Reproduce every one of the rows below, switching each occurrence of "keypoint" to "marker" and leaving all other text unchanged.

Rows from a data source

○ ○ ○ ○ ○

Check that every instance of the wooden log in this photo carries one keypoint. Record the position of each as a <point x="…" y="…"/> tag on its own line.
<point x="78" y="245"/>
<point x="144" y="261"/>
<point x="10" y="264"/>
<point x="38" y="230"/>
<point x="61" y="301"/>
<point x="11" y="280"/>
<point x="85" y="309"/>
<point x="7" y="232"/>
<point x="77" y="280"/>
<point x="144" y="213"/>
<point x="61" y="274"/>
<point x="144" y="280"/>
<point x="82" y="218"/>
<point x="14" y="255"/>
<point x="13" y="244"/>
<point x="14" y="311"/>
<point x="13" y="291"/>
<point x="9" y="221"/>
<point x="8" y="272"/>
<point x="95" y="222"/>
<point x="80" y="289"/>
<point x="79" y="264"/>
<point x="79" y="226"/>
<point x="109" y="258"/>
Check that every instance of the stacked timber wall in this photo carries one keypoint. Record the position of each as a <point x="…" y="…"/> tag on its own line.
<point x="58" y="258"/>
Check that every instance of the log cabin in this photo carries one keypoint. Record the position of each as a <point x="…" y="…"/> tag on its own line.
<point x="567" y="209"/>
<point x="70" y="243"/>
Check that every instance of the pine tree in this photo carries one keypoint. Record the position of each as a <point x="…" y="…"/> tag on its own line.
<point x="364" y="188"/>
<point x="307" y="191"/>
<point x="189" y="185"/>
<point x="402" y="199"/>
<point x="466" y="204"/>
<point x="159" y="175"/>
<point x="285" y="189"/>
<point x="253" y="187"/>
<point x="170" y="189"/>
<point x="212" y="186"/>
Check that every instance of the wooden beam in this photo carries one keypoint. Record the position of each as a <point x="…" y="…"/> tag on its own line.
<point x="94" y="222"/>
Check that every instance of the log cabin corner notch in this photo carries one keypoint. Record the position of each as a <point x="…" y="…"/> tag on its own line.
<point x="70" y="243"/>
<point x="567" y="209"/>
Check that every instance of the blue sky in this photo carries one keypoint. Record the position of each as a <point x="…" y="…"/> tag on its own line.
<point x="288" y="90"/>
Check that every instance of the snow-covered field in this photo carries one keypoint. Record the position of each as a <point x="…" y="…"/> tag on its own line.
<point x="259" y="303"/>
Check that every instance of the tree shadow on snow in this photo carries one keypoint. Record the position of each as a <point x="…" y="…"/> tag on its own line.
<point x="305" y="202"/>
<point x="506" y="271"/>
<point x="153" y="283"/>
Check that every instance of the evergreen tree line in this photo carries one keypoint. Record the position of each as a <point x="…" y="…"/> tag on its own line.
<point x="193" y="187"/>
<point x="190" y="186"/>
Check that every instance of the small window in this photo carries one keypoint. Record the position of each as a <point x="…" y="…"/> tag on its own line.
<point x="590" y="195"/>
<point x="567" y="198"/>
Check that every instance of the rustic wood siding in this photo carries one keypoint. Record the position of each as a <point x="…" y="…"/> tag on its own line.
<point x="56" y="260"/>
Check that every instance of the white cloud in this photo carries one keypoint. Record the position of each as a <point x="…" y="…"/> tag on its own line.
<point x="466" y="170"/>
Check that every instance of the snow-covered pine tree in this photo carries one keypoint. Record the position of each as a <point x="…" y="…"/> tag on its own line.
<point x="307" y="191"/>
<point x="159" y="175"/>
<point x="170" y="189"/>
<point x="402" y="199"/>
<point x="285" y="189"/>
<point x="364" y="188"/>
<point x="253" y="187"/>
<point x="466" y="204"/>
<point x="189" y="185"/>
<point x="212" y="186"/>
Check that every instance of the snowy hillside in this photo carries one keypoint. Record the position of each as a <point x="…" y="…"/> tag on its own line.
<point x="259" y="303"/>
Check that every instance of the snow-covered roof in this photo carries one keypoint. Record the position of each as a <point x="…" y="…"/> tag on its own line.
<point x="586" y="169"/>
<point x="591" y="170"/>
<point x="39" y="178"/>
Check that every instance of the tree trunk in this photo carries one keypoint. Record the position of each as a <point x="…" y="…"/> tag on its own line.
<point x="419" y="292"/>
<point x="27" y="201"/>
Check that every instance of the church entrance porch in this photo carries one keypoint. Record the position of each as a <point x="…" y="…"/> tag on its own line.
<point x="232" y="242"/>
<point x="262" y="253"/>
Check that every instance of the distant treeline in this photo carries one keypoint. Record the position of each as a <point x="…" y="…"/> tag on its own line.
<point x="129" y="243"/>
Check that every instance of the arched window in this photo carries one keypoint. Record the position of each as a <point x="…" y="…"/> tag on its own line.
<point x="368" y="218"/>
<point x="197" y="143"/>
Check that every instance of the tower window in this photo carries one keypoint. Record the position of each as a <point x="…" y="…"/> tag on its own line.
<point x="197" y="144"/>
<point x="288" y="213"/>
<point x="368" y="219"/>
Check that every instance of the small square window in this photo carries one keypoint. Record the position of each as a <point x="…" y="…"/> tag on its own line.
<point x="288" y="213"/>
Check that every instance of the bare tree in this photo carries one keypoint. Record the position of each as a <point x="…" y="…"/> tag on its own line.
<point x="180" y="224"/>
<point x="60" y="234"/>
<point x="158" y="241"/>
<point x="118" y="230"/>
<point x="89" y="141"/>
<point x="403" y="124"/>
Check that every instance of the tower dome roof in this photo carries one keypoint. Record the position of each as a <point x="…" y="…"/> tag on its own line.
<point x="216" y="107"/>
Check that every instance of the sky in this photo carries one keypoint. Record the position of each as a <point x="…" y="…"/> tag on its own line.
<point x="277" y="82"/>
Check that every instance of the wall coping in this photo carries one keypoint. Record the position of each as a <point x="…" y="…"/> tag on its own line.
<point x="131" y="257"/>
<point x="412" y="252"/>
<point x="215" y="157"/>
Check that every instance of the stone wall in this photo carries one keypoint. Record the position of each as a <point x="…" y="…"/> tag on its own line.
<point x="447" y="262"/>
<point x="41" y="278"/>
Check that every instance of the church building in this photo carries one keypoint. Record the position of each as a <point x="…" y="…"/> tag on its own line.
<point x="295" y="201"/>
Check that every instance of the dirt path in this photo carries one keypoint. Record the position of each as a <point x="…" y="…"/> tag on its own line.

○ ○ ○ ○ ○

• Exercise solution:
Check that every instance of the wooden log in this photo carries one marker. Record the position of each as a <point x="…" y="…"/> tag on its own line.
<point x="78" y="245"/>
<point x="144" y="261"/>
<point x="10" y="264"/>
<point x="38" y="230"/>
<point x="61" y="301"/>
<point x="11" y="280"/>
<point x="85" y="309"/>
<point x="7" y="232"/>
<point x="77" y="280"/>
<point x="144" y="213"/>
<point x="61" y="274"/>
<point x="144" y="280"/>
<point x="82" y="218"/>
<point x="14" y="255"/>
<point x="13" y="244"/>
<point x="14" y="311"/>
<point x="13" y="291"/>
<point x="9" y="221"/>
<point x="8" y="272"/>
<point x="95" y="222"/>
<point x="80" y="289"/>
<point x="79" y="264"/>
<point x="79" y="226"/>
<point x="109" y="258"/>
Check that every instance of the stacked timber wall in this photo carries one marker. Record the position of each as a <point x="…" y="…"/> tag on its own line.
<point x="58" y="258"/>
Check that every instance of the log cabin in this photo carries one marker. Record the position of each as a <point x="…" y="…"/> tag on its own line.
<point x="567" y="209"/>
<point x="70" y="243"/>
Check that every instance of the pine tree in this photo carries one marker. Record the position of each as a <point x="…" y="…"/> tag on its own line.
<point x="364" y="188"/>
<point x="307" y="191"/>
<point x="189" y="185"/>
<point x="402" y="199"/>
<point x="466" y="204"/>
<point x="159" y="175"/>
<point x="285" y="189"/>
<point x="253" y="187"/>
<point x="170" y="189"/>
<point x="212" y="186"/>
Check that every instance of the wooden beam in this photo carries one marker. Record the position of each as a <point x="…" y="…"/> tag on its own line.
<point x="94" y="222"/>
Check that every instance of the log cabin corner notch in this photo carries one marker. Record the position of each as a <point x="…" y="…"/> tag on its own line.
<point x="70" y="243"/>
<point x="567" y="209"/>
Check that every instance of the blue sky in this photo carries one marker. Record the position of each as a <point x="…" y="…"/> tag on its own line.
<point x="288" y="90"/>
Check that every instance of the snow-covered field in this photo carries one marker. Record the position of each as a <point x="…" y="…"/> tag on its own line.
<point x="259" y="303"/>
Check that every instance of the tree shadow on snow in this photo carries one marker. Record the position of each as a <point x="…" y="…"/> tag on its own line.
<point x="305" y="202"/>
<point x="506" y="271"/>
<point x="153" y="283"/>
Check that every instance of the evergreen tree line in this photo carries one marker. Record the position of each as a <point x="…" y="…"/> tag on its own line.
<point x="193" y="187"/>
<point x="190" y="186"/>
Check that every instance of the small window in this photo carries one marker. Record the position of each as a <point x="…" y="…"/> tag on its own line.
<point x="590" y="195"/>
<point x="567" y="198"/>
Check that every instance of the rustic wood siding in this photo carries one marker. Record the position of each as a <point x="…" y="…"/> tag on its own line.
<point x="56" y="260"/>
Check that every instance of the white cloud in this photo carries one marker. Record the position of each as a <point x="…" y="…"/> tag on its own line.
<point x="466" y="170"/>
Check that every instance of the snow-covered pine tree in this photo carries one marker. Record the position of each as a <point x="…" y="…"/> tag on its own line.
<point x="307" y="191"/>
<point x="159" y="175"/>
<point x="170" y="189"/>
<point x="402" y="199"/>
<point x="285" y="189"/>
<point x="364" y="188"/>
<point x="253" y="187"/>
<point x="466" y="204"/>
<point x="189" y="185"/>
<point x="212" y="186"/>
Check that every instance of the snowy hillside in this photo carries one marker. Record the position of each as a <point x="…" y="…"/> tag on its own line.
<point x="259" y="303"/>
Check that every instance of the snow-covered roof in this photo carries one marker. Record the position of each as a <point x="…" y="…"/> tag on its own line.
<point x="586" y="169"/>
<point x="591" y="170"/>
<point x="39" y="178"/>
Check that every instance of the tree trunk in this photo carries one marker. Record the position of each as a <point x="…" y="…"/> tag on its own line.
<point x="419" y="292"/>
<point x="27" y="201"/>
Check that every instance of the church entrance porch in this photo carries one marker. Record the position of each as a <point x="…" y="…"/> tag on its own line.
<point x="232" y="242"/>
<point x="262" y="253"/>
Check that every instance of the distant treeline in this photo carries one marker. Record the position of each as a <point x="…" y="…"/> tag on its own line.
<point x="129" y="243"/>
Check that every instance of the arched window in this photo carries one marker. Record the position of each as a <point x="…" y="…"/> tag on its own line.
<point x="368" y="218"/>
<point x="197" y="143"/>
Check that every instance of the tower window in this photo carries one marker. Record the position of each as a <point x="…" y="…"/> tag on its own line.
<point x="197" y="144"/>
<point x="288" y="213"/>
<point x="368" y="219"/>
Check that every instance of the small square window in this photo carries one marker. Record the position of each as a <point x="…" y="…"/> tag on its own line.
<point x="288" y="213"/>
Check that every instance of the bare tree in this photo carries one marker. Record the position of each as a <point x="…" y="…"/> tag on its own line.
<point x="180" y="224"/>
<point x="60" y="234"/>
<point x="158" y="241"/>
<point x="118" y="230"/>
<point x="89" y="141"/>
<point x="403" y="124"/>
Check that every instance of the tower dome roof in this photo carries one marker. Record the position of each as a <point x="…" y="…"/> tag on its own line.
<point x="216" y="107"/>
Check that every instance of the sky in this photo carries one marker. Record the position of each as a <point x="…" y="…"/> tag on its own line.
<point x="277" y="82"/>
Check that every instance of the wall coping in this photo carries one marker. Record the position of each as a <point x="…" y="…"/> tag on its own line.
<point x="131" y="257"/>
<point x="412" y="252"/>
<point x="215" y="157"/>
Check that every instance of the stone wall in this photo carries one marker. Record the position of each as a <point x="…" y="…"/> tag on its own line.
<point x="447" y="262"/>
<point x="41" y="278"/>
Check that every instance of the church building in this photo carries one marker. Record the position of each as a <point x="…" y="…"/> tag on its own line.
<point x="295" y="201"/>
Check that every instance of the dirt path in this photo carries one marker. Record the position of each as a <point x="…" y="…"/> tag on its own line.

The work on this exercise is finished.